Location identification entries
>> Begin

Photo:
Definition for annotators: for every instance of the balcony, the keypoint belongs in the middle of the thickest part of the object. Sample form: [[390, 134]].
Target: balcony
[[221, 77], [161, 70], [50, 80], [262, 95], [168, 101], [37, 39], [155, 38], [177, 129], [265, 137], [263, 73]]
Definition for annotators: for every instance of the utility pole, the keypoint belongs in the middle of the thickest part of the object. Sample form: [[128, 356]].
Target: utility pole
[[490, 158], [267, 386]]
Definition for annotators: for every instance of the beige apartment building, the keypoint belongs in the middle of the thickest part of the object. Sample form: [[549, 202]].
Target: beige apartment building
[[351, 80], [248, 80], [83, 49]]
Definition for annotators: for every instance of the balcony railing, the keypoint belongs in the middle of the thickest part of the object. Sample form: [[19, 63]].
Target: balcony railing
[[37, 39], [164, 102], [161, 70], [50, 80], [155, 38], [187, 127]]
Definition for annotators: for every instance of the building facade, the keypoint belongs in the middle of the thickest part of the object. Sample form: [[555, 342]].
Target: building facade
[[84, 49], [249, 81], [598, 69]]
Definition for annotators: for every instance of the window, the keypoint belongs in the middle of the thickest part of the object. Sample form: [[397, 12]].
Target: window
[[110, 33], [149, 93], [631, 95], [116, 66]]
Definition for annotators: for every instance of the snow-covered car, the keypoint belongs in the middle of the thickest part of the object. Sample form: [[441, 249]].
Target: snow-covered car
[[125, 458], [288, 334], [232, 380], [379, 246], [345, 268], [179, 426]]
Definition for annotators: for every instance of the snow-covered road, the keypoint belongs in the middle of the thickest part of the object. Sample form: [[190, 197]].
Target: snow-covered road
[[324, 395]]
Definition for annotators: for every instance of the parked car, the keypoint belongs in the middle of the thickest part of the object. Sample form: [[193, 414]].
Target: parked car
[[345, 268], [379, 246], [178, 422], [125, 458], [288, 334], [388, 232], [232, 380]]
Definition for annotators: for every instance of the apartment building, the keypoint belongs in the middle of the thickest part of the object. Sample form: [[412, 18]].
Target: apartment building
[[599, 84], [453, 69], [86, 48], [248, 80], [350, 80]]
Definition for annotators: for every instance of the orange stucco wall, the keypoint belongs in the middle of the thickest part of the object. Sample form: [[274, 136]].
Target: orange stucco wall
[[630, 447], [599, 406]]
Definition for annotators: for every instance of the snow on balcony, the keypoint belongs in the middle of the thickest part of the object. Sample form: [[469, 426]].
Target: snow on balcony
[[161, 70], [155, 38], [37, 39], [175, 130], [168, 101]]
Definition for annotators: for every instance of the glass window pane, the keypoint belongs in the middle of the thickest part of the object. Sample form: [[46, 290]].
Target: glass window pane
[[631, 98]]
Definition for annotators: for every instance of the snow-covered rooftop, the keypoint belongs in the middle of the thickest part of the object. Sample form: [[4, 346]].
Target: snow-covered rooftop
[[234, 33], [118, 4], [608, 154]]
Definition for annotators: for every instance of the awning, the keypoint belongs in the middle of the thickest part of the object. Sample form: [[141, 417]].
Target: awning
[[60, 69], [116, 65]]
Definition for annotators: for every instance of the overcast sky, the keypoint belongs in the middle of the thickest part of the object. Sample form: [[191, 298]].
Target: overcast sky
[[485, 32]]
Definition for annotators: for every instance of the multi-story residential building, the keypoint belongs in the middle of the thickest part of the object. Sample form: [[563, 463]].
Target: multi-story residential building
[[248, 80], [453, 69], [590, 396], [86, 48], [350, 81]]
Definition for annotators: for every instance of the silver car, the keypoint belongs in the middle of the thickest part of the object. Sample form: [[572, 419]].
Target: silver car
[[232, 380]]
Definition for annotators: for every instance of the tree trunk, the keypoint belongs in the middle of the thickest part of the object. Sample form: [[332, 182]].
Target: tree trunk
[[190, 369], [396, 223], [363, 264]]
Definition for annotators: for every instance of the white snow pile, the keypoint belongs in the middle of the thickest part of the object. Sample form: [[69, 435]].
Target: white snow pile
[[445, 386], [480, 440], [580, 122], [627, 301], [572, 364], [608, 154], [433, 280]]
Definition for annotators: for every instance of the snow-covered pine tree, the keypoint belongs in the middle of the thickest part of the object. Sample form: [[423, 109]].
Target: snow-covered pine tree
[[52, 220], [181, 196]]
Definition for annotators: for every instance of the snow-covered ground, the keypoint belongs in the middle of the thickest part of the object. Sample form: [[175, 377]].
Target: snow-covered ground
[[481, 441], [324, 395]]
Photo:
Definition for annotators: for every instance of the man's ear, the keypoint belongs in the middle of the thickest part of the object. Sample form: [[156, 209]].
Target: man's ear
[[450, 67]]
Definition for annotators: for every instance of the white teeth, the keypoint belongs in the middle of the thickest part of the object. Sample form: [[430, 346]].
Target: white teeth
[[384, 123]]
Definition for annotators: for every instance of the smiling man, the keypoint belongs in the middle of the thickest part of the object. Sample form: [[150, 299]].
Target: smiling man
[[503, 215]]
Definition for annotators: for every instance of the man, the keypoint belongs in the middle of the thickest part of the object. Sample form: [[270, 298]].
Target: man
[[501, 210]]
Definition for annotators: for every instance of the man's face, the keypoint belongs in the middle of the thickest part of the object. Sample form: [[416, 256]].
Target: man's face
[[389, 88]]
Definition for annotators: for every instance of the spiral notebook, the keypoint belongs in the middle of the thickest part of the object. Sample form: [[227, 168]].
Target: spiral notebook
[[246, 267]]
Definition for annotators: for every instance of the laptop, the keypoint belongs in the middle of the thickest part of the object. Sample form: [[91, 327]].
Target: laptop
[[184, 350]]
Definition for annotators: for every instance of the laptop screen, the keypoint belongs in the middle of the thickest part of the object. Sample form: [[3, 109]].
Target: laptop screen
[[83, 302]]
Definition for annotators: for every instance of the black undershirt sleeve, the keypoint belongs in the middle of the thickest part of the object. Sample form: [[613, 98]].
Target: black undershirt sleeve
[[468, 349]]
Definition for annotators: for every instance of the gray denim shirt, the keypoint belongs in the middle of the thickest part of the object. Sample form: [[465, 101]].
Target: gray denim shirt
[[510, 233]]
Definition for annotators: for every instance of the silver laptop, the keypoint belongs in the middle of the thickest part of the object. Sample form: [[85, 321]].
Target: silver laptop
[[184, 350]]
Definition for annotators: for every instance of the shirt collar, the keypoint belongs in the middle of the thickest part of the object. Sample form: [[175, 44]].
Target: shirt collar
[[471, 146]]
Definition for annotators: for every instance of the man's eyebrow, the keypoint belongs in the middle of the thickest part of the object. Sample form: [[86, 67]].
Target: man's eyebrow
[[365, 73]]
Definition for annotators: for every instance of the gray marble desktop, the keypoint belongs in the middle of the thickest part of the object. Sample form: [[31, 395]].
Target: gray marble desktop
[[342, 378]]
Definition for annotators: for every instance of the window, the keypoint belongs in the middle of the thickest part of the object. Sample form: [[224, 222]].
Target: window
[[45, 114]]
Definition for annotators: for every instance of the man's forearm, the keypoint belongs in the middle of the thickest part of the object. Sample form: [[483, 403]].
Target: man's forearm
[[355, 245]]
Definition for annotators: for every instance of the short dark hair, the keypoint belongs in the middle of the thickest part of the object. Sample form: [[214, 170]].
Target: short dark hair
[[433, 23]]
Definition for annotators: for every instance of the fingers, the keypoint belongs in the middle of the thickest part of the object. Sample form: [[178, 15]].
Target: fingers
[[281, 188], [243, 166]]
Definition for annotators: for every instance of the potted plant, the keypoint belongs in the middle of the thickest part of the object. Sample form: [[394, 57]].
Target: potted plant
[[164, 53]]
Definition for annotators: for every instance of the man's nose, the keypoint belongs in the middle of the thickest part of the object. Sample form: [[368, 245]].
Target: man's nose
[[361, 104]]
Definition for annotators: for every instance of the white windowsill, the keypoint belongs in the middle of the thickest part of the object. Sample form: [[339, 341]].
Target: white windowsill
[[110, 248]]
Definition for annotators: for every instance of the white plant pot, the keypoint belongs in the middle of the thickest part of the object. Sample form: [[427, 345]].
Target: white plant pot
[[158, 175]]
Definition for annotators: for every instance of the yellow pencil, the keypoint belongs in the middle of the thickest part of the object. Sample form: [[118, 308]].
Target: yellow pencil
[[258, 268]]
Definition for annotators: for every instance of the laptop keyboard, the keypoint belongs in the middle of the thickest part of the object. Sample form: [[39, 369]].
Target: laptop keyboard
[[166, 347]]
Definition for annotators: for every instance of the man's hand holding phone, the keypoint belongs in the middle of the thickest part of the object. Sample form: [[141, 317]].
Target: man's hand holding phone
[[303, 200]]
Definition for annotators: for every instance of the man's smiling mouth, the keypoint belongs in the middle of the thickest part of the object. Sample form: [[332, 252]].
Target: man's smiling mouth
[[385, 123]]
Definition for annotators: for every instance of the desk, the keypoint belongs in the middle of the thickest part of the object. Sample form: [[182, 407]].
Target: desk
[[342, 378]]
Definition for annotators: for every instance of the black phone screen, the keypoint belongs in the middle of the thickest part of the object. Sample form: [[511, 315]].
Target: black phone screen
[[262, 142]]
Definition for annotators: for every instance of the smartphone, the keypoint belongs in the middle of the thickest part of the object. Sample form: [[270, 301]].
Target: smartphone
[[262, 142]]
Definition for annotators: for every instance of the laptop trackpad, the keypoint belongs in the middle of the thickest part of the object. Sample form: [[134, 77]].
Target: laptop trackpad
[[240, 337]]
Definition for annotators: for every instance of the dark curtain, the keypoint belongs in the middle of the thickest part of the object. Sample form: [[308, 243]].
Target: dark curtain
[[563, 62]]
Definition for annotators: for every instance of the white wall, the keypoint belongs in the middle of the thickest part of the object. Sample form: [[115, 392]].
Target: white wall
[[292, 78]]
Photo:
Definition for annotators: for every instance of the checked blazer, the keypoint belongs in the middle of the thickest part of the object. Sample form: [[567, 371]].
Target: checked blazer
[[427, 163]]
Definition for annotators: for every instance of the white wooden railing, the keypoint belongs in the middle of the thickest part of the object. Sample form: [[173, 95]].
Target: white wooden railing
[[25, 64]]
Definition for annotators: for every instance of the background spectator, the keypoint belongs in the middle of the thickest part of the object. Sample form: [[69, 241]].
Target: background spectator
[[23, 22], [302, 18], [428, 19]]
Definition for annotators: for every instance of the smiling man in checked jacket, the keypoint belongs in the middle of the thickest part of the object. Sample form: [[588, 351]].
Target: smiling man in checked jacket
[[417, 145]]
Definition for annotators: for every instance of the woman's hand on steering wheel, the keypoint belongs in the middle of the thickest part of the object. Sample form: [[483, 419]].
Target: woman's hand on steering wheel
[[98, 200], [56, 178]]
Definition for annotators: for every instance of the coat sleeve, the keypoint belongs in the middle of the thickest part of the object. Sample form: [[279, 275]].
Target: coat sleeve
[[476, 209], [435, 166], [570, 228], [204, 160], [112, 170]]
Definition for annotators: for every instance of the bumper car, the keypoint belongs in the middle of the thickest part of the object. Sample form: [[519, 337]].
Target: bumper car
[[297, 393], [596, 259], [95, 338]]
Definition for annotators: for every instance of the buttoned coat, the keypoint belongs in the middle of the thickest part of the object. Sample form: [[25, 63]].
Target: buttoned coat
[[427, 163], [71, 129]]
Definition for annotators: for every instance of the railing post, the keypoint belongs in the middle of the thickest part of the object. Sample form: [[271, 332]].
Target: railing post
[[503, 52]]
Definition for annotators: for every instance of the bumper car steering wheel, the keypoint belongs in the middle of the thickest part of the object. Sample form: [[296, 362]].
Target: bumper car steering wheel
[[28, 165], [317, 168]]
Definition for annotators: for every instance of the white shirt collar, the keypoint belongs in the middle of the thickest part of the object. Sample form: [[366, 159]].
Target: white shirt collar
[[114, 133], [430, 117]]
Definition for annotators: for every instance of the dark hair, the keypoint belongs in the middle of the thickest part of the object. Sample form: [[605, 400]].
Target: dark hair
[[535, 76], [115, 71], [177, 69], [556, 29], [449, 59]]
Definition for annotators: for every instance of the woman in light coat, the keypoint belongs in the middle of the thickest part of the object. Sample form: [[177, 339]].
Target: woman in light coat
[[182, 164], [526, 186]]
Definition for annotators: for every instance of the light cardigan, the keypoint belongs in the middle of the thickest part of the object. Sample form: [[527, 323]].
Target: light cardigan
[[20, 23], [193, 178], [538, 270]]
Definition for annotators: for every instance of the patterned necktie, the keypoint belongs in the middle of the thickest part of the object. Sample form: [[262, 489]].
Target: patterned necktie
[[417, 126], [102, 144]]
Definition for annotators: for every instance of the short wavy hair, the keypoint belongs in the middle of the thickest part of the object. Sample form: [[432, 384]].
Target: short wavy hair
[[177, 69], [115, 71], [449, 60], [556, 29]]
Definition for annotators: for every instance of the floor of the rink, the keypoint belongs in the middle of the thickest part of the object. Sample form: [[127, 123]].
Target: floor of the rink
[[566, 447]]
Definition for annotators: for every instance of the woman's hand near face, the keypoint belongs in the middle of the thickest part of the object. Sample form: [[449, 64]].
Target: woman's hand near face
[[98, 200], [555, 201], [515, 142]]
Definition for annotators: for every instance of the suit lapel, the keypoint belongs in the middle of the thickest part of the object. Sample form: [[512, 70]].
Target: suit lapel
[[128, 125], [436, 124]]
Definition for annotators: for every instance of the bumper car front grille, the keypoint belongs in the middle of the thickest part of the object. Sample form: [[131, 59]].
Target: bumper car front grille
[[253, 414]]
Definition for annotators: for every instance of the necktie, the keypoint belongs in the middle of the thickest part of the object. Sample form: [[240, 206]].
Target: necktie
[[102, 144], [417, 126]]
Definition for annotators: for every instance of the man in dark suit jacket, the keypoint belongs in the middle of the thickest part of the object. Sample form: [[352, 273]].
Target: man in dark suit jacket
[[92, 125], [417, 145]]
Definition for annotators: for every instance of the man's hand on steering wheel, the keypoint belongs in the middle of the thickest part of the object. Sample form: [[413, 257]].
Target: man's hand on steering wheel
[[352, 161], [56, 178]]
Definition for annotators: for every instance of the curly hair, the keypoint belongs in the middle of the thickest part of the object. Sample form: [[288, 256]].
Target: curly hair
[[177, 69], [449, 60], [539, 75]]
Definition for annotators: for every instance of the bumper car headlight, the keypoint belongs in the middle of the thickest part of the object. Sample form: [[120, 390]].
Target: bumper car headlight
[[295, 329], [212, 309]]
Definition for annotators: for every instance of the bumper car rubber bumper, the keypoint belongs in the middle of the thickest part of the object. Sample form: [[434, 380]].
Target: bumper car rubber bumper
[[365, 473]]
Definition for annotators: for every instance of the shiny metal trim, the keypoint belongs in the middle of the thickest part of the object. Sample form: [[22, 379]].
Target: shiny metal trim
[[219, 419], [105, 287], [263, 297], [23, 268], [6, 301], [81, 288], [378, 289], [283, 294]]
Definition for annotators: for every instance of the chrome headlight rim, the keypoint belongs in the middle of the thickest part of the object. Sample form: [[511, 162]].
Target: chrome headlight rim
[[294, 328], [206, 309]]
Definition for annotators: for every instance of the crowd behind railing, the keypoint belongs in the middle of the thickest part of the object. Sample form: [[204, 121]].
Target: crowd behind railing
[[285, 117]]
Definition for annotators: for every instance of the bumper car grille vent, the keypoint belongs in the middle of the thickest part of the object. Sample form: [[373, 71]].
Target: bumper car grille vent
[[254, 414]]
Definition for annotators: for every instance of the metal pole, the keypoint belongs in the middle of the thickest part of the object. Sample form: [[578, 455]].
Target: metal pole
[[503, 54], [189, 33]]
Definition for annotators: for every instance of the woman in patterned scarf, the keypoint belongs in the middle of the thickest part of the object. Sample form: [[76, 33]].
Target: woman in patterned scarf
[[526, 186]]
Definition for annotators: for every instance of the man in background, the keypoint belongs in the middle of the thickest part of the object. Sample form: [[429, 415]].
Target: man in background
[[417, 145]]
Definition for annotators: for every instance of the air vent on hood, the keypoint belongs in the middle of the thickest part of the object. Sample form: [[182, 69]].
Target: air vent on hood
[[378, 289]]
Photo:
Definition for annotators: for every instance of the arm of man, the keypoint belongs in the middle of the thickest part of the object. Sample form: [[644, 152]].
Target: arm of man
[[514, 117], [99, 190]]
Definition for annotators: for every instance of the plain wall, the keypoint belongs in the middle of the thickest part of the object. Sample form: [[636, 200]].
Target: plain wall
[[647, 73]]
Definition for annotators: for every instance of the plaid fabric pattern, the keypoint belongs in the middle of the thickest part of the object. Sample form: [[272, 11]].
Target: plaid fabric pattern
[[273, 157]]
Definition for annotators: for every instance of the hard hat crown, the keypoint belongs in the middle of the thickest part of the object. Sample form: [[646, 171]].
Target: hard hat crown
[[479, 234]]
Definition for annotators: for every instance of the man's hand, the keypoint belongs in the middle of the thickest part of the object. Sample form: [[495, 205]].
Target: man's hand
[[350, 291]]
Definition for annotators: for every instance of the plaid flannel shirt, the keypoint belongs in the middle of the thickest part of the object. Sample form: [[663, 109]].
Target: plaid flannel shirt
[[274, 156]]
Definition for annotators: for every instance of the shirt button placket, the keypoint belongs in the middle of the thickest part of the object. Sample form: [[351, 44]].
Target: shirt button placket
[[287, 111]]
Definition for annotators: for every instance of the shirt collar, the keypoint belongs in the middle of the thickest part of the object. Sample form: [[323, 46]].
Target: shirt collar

>> End

Please switch "thickest" to "widest" in the data from the line with "Definition for annotators: for every instance of the parked" up to and including the line with "[[248, 80], [453, 69], [590, 396], [86, 48], [350, 81]]", leaving everything else unchanged. Give back only those lines.

Definition for annotators: for every instance of the parked car, the keypoint belongs in the middle of the widest part of the object. Sample form: [[193, 414]].
Target: parked car
[[345, 268], [379, 246], [178, 422], [125, 458], [288, 334], [388, 232], [232, 380]]
Definition for annotators: for every instance of the apartment building, the keypoint belongs in the middle of the widest part of the object. Sample form: [[412, 18]].
Target: apartment building
[[599, 84], [453, 69], [86, 48], [248, 80], [350, 80]]
Definition for annotators: for every instance of the orange stucco wall, the keypoint belongs in the middle of the widest part of the object. Sample form: [[274, 136]].
Target: orange stucco wall
[[630, 447], [599, 406]]
Definition for annotators: for every instance of the snow on balcony, the keypoint belongs in the middle of the widest part of the object. Sample form: [[469, 426]].
Target: snow on balcony
[[161, 70], [155, 38], [37, 39], [175, 130], [168, 101]]
Definition for annotators: for every instance of the glass window pane, the keypoint belongs in the middle of the widest part of the object. Sample form: [[46, 290]].
Target: glass window pane
[[631, 98]]
Definition for annotators: for every instance of the snow-covered rooftop, the keypoint belongs in the middle of the widest part of the object. Sample form: [[4, 346]].
Target: snow-covered rooftop
[[234, 33], [118, 4], [608, 154]]
Definition for annotators: for every instance of the awning, the keypoint belongs in the middle of the widest part of the object. Sample form: [[141, 417]].
Target: awning
[[60, 69], [116, 65]]
Definition for annotators: for every instance of the overcast sky, the keypoint belongs in the middle of the widest part of the object. Sample form: [[191, 298]].
Target: overcast sky
[[485, 32]]
Definition for annotators: for every instance of the multi-story residential building, the keypoint belongs in the middle of the widest part of the object. Sample form: [[563, 463]].
Target: multi-story residential building
[[248, 80], [453, 69], [590, 396], [86, 48], [350, 81]]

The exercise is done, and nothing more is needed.